* **Material to process**
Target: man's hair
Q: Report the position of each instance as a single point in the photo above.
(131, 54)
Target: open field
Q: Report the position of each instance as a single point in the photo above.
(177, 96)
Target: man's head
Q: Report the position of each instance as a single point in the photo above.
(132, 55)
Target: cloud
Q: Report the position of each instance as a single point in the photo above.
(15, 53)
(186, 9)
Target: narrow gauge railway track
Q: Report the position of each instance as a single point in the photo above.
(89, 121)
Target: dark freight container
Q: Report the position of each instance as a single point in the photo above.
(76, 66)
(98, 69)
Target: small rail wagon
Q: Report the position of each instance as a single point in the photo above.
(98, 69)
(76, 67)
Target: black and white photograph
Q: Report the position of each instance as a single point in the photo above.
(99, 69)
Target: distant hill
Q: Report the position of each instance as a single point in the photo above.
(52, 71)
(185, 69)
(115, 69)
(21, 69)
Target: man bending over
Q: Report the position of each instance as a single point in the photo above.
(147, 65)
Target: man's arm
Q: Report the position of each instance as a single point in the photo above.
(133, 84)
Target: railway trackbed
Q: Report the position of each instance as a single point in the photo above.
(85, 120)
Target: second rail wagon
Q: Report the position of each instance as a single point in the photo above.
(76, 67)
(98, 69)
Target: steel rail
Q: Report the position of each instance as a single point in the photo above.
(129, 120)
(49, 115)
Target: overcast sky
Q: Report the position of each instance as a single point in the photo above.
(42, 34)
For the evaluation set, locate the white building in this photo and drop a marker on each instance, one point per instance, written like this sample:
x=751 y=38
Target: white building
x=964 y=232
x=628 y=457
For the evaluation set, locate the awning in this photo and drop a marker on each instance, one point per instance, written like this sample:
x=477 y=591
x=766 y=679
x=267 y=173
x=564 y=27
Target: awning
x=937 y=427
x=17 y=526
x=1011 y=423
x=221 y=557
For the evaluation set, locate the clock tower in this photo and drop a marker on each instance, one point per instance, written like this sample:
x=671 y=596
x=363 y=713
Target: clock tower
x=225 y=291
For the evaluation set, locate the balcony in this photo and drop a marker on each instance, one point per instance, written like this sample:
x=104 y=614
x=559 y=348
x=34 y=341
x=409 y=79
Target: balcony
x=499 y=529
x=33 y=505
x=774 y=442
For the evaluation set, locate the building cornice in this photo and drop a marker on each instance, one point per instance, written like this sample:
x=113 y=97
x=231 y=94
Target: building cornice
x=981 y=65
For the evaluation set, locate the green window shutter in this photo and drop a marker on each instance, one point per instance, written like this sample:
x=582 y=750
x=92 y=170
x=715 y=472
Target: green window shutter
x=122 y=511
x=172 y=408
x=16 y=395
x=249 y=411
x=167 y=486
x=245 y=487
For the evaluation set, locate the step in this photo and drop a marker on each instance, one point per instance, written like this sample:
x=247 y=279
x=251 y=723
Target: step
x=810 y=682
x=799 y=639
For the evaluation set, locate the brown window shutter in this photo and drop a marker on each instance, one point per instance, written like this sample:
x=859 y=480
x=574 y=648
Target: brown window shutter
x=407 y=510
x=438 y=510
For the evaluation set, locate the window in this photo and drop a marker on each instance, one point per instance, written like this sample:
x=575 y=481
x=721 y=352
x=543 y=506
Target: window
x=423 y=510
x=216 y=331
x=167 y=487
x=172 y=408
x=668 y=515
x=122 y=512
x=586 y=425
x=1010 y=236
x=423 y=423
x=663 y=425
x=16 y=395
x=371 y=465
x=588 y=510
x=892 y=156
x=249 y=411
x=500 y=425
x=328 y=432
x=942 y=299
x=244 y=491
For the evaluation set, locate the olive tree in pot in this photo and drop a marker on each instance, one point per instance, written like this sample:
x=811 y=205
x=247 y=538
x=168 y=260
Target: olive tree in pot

* **Work to be completed**
Reproduce the lines of the data between the one holding "For the evaluation set, locate the awning" and the one holding "x=221 y=557", inclusive, substituting "canopy" for "awning" and leaving all else unchanged.

* **Response to this task**
For the evaluation set, locate the canopy in this photo and drop a marker on each instance, one point per instance, written like this sample:
x=477 y=591
x=766 y=679
x=267 y=173
x=564 y=27
Target: canopy
x=937 y=427
x=17 y=526
x=1011 y=423
x=221 y=557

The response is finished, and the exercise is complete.